Problem to solve
Everything from the line containing "If you could mark the atv seat" through the last line of the records below should be printed exactly, please, and nothing else.
BEGIN Data records
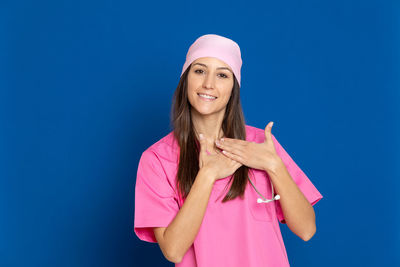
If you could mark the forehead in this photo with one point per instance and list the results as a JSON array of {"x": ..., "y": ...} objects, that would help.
[{"x": 211, "y": 61}]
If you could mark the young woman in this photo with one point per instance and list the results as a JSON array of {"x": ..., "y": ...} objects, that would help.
[{"x": 206, "y": 192}]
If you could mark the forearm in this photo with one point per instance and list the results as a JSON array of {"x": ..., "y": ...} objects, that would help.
[
  {"x": 181, "y": 232},
  {"x": 298, "y": 212}
]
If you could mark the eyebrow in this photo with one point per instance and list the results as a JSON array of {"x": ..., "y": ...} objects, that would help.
[{"x": 220, "y": 68}]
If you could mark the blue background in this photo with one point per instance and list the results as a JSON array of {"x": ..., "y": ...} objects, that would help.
[{"x": 86, "y": 86}]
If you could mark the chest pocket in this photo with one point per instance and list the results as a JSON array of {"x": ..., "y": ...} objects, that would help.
[{"x": 260, "y": 211}]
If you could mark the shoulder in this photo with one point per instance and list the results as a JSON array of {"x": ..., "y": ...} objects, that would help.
[
  {"x": 255, "y": 134},
  {"x": 166, "y": 148}
]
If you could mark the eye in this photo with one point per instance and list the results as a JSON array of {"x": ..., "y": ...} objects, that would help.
[{"x": 197, "y": 71}]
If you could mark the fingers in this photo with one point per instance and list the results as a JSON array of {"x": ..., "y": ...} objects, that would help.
[
  {"x": 203, "y": 145},
  {"x": 267, "y": 131}
]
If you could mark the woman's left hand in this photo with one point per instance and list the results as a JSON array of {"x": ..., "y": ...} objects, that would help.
[{"x": 260, "y": 156}]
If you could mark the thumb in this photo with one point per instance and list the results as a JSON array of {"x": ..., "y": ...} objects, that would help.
[
  {"x": 203, "y": 145},
  {"x": 267, "y": 131}
]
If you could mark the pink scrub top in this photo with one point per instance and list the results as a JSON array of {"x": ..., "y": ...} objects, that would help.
[{"x": 240, "y": 232}]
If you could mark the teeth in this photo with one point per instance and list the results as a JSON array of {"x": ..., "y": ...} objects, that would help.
[{"x": 206, "y": 96}]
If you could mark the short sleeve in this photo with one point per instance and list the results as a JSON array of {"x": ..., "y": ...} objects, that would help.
[
  {"x": 155, "y": 201},
  {"x": 299, "y": 177}
]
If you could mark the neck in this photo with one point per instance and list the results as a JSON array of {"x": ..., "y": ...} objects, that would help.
[{"x": 208, "y": 125}]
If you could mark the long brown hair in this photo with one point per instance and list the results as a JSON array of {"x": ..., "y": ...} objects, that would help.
[{"x": 233, "y": 126}]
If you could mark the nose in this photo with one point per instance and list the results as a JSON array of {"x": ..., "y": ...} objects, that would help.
[{"x": 208, "y": 81}]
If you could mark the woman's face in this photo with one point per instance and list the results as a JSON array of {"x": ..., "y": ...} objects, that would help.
[{"x": 210, "y": 76}]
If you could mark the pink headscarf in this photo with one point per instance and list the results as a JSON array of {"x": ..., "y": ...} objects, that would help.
[{"x": 213, "y": 45}]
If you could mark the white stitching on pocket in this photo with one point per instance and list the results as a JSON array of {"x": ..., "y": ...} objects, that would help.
[{"x": 260, "y": 211}]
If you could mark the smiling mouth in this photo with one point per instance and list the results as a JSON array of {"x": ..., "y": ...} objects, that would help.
[{"x": 207, "y": 97}]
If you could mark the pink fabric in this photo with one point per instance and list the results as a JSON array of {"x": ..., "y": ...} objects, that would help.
[
  {"x": 236, "y": 233},
  {"x": 213, "y": 45}
]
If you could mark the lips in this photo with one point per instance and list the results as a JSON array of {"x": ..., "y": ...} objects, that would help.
[
  {"x": 206, "y": 99},
  {"x": 206, "y": 94}
]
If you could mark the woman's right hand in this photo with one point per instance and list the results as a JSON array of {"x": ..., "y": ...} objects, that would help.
[{"x": 221, "y": 165}]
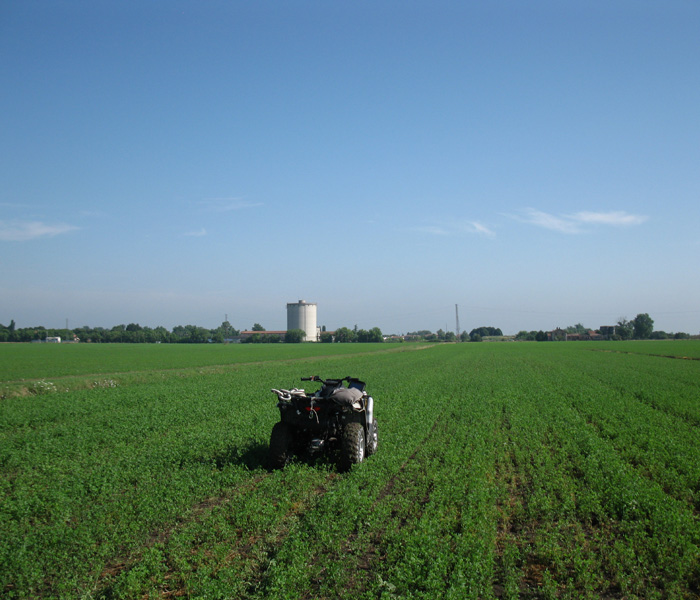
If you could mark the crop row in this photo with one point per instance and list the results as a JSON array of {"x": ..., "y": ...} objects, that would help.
[{"x": 503, "y": 471}]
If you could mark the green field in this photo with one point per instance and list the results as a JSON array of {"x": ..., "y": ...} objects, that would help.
[{"x": 504, "y": 470}]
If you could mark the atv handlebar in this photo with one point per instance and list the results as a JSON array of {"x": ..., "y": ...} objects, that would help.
[{"x": 318, "y": 378}]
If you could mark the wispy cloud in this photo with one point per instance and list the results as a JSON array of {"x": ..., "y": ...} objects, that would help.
[
  {"x": 474, "y": 227},
  {"x": 199, "y": 233},
  {"x": 455, "y": 228},
  {"x": 579, "y": 222},
  {"x": 616, "y": 218},
  {"x": 227, "y": 204},
  {"x": 430, "y": 230},
  {"x": 22, "y": 231}
]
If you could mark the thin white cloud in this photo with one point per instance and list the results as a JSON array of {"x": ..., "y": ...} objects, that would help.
[
  {"x": 430, "y": 230},
  {"x": 616, "y": 218},
  {"x": 459, "y": 227},
  {"x": 577, "y": 222},
  {"x": 475, "y": 227},
  {"x": 227, "y": 204},
  {"x": 199, "y": 233},
  {"x": 22, "y": 231}
]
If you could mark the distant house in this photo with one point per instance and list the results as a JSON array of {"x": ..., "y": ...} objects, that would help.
[
  {"x": 607, "y": 331},
  {"x": 557, "y": 335}
]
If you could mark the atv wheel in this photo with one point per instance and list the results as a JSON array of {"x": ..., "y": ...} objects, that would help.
[
  {"x": 352, "y": 448},
  {"x": 281, "y": 440},
  {"x": 373, "y": 439}
]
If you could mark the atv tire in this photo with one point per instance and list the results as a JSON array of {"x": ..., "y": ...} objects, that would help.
[
  {"x": 372, "y": 439},
  {"x": 281, "y": 440},
  {"x": 352, "y": 447}
]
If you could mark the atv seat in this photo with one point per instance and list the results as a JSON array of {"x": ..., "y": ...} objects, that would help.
[{"x": 347, "y": 397}]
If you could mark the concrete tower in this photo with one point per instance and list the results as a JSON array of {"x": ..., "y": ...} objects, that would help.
[{"x": 302, "y": 315}]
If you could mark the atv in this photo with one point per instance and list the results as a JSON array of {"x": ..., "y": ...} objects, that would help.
[{"x": 335, "y": 418}]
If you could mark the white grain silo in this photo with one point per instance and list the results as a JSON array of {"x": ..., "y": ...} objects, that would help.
[{"x": 302, "y": 315}]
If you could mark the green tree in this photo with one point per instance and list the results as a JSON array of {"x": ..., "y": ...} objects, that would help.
[
  {"x": 624, "y": 328},
  {"x": 344, "y": 335},
  {"x": 642, "y": 326}
]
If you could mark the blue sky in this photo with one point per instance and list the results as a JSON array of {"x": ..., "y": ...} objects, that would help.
END Data records
Output of the exercise
If you could mark the atv seat in this photo with one point per instance and list the results as a JSON array of {"x": ..., "y": ...} objects, that would help.
[{"x": 347, "y": 397}]
If you could mark the concrete tower in this photo with one point per instance and list the results as a JSON array of {"x": ..., "y": ...} objects, that would help.
[{"x": 302, "y": 315}]
If you could mark the atv in this photo with one point per instance and list the results as a JSON array of {"x": ..., "y": ...} objects, that would help.
[{"x": 335, "y": 418}]
If you could mark the white grain silo in this photo with one point per instance and list the results as a JSON array of {"x": ..., "y": ...} objects, that would help.
[{"x": 302, "y": 315}]
If you could mark the green tree in this photo with one point per instance and list the results as a JSON array of {"x": ..., "y": ...} objects, that would help.
[
  {"x": 624, "y": 328},
  {"x": 344, "y": 335},
  {"x": 642, "y": 326}
]
If you could mark the blue sky in this photo with one point per instance and list the results as a JSON array of {"x": ..., "y": ...} objects, that would help.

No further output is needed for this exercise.